Brief: Type out every line of the items below word for word, omitting the pictures.

Records shown:

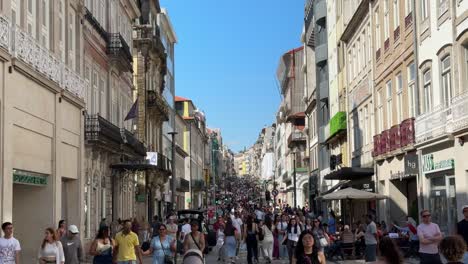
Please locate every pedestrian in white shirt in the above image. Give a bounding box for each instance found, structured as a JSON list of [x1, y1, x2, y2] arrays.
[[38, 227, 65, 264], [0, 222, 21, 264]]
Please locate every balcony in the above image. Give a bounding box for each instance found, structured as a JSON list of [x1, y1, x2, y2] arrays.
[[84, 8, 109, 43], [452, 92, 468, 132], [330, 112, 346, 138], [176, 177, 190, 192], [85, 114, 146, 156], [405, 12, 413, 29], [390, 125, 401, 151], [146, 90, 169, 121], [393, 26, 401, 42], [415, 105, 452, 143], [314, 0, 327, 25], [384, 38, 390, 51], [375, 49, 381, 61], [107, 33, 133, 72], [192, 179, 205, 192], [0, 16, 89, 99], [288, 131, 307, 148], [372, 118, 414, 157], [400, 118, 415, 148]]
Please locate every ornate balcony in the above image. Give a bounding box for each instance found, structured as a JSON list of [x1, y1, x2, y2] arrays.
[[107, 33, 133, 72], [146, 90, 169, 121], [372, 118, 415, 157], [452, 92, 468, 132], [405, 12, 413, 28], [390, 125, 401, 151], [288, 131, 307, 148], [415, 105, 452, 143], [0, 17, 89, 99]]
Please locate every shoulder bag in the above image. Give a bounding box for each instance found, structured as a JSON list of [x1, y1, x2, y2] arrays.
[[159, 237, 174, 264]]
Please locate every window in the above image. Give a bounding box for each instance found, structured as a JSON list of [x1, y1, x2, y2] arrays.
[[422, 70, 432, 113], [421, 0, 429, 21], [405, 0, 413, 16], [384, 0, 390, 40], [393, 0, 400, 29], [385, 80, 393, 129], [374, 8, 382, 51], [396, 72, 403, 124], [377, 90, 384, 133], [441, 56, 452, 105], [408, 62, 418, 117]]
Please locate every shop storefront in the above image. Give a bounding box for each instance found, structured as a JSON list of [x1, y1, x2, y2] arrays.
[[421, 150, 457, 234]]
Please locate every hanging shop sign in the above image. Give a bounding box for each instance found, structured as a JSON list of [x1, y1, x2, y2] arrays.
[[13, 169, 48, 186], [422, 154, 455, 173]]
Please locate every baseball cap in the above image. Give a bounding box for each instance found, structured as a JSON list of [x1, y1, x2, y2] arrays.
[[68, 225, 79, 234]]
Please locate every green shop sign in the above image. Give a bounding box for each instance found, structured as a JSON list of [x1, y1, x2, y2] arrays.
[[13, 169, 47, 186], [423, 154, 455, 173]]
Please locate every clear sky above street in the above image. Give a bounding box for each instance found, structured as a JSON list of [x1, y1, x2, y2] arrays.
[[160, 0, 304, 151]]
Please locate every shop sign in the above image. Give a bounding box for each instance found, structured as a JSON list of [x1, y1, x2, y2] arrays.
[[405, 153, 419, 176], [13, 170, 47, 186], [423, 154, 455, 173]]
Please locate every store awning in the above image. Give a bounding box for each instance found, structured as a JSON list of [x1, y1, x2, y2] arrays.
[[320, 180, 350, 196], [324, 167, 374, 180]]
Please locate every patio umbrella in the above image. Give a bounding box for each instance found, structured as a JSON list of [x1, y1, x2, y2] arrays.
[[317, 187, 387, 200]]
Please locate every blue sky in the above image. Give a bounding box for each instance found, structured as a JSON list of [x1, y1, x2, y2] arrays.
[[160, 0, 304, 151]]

Worked solution:
Please locate every pedestrian in white shirt in the above image. Give a bounding box for each instance found, structured as a JSON list of [x1, y1, x2, y2] arrays.
[[38, 227, 65, 264], [0, 222, 21, 264]]
Please locate every balcony in the above image. Give a bounding box for each instance found, structured as a JSON list of [x1, y1, x2, y2] arrays.
[[84, 8, 109, 43], [452, 92, 468, 132], [330, 112, 346, 138], [176, 177, 190, 192], [85, 114, 146, 156], [405, 12, 413, 29], [390, 125, 401, 151], [146, 90, 169, 121], [393, 26, 401, 42], [415, 105, 452, 143], [314, 0, 327, 25], [384, 38, 390, 51], [375, 49, 381, 61], [107, 33, 133, 72], [192, 179, 205, 192], [0, 16, 89, 99], [288, 131, 307, 148], [372, 118, 414, 157], [400, 118, 415, 148]]
Please locate every ornate balcony in the above image. Give a bounding box for each instance found, structured as a JSON list of [x1, y1, x2, y2] arrays.
[[107, 33, 133, 72], [146, 90, 169, 121], [372, 118, 415, 157], [452, 92, 468, 132], [405, 12, 413, 28], [390, 125, 401, 151], [288, 131, 307, 148], [415, 105, 452, 143], [0, 17, 89, 99]]
Please locate every shoulder bag in the above image. Give a bounding box for each instance found, structured as a JSON list of [x1, y1, x2, y2] arrays.
[[159, 237, 174, 264]]
Please locate every window in the above image. Give a bounding box for each instance found, structured as a JSON list of [x1, y1, x2, y2] arrays.
[[422, 70, 432, 113], [421, 0, 429, 21], [405, 0, 413, 16], [384, 0, 390, 40], [393, 0, 400, 29], [385, 80, 393, 129], [374, 8, 382, 51], [396, 72, 403, 124], [377, 90, 384, 133], [441, 56, 452, 105], [408, 62, 418, 117]]
Please locate every shop storefront in the above image. Give a bounding box for each instance found, structured as a JSON list of [x1, y1, x2, y2] arrays.
[[421, 150, 457, 234]]
Please locate every hanging shop sign in the above image. Give a bounding box for each instance found, structured as a JSON list of [x1, y1, x2, y2] arrays.
[[13, 169, 48, 186], [422, 154, 455, 173]]
Please locate every baseball cap in the above image. Give a bounding box for each instance found, structured as a JSON list of [x1, y1, x2, y2] arrays.
[[68, 225, 79, 234]]
Please locate every green shop sign in the above image. Give a bounding box for each instance found, structured as a JSON list of [x1, y1, x2, y2] arrays.
[[13, 169, 47, 186], [423, 154, 455, 173]]
Please locate every clear sky above street in the above image. Give a bounding box for each instance found, structured as a JSON list of [x1, y1, x2, y2] arrays.
[[160, 0, 304, 151]]
Please locate every shop sign in the above image. Give a bounding box for each instance found, structured as a JSON list of [x1, y1, x2, y2] arrays.
[[405, 153, 419, 176], [13, 170, 47, 186], [423, 154, 455, 173]]
Please locate every store awning in the above image. Give a bounding box for each instance found, structured as a JSON list of [x1, y1, x2, y2] arrays.
[[320, 180, 350, 196], [324, 167, 374, 180]]
Please locate every patio umbrella in the above image. Give a bounding box for each instance found, structured as a JSON list of [x1, y1, x2, y2] arrays.
[[317, 187, 387, 200]]
Please locate every blue sky in the above image. Give a bounding box for each instance found, structured as a JSON list of [x1, y1, x2, y2] arrays.
[[160, 0, 304, 151]]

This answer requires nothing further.